Source data:
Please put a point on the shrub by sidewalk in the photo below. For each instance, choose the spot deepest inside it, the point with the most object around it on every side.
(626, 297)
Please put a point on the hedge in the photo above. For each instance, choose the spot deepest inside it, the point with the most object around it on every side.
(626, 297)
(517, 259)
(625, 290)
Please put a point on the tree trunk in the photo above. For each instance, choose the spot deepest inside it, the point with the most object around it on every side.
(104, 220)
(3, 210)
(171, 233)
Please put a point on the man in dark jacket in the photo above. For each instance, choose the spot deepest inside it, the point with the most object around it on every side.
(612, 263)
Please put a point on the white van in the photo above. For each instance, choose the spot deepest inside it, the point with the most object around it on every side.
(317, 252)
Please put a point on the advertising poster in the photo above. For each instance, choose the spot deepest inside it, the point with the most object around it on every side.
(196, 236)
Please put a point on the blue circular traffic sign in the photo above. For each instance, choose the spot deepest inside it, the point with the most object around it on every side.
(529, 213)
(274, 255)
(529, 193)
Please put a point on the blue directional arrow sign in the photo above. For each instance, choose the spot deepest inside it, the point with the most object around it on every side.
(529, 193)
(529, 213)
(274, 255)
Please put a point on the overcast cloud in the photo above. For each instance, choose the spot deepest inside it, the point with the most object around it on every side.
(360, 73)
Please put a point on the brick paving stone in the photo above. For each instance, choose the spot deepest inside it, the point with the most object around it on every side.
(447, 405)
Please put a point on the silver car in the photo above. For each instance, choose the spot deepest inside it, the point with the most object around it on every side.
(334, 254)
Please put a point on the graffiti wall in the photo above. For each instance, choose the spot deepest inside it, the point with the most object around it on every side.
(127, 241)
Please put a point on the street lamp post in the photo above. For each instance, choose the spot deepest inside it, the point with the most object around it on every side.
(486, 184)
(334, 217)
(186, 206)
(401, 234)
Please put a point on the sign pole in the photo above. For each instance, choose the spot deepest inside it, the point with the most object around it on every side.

__WHAT IS REQUIRED__
Repeat each of the records exactly as written.

__OUTPUT OF THE EXERCISE__
Please put a point on the shrub by sidewalk in the photo below. For each instance, choose the spot deepest inside it, the point with the most object around it on every side.
(626, 297)
Please put a point on the hedge in the photo above. For each instance, choose the spot deepest inside it, the point with the most object around it on every side.
(626, 297)
(517, 259)
(625, 290)
Please put a point on the tree trunk in the photo above. For each instance, choose the spot deepest inside it, the point with the most object around it on every side.
(104, 220)
(3, 210)
(171, 233)
Please put a point on the man in dark jacket in the photo above. For each instance, choose the spot deepest inside it, the point with the most object around it on every side.
(612, 263)
Please put a point on the white van in the photo above. For each instance, choose the spot deepest inside it, the point with the most object around it on every side.
(317, 252)
Please put a point on the advertising poster in the photo above. For each instance, choose the spot deepest inside it, the point with the most object around it on every side.
(196, 236)
Please put a point on the blue circular traffic sign in the photo above. For each instance, choose the spot deepest inside it, the point with the most object around it on every side.
(529, 213)
(274, 255)
(529, 193)
Please put a point on the blue directional arrow sign in the photo above. For each instance, choose the spot deepest inside it, the point with the most object around it on every side.
(529, 193)
(529, 213)
(274, 255)
Please put a point on the overcast cloud in the photo above. For each instance, choose the spot deepest inside it, the point with the most object around it on every side.
(360, 73)
Please put a point on the brick paving stone in the photo above. For each instance, choose the spot deepest inside it, the point with the most object around it on every side.
(447, 405)
Please put a point on the silver car in the photo above. For each instance, choose the spot deepest inside it, the point with the most object around it on every side.
(334, 254)
Please put a point on the graffiti wall in the photo above. For each instance, choose the spot deepest inside it, the point with the most object around it on every side.
(127, 241)
Please put a point on the street lamp post in the photo above. For each instance, choose the spot deepest inside it, the point with the most object around it on every side.
(486, 184)
(334, 217)
(186, 206)
(401, 234)
Please put a point on the sign pole in the photo above. For each instance, choose the spot deepest inside it, the point with the most object around it on every side.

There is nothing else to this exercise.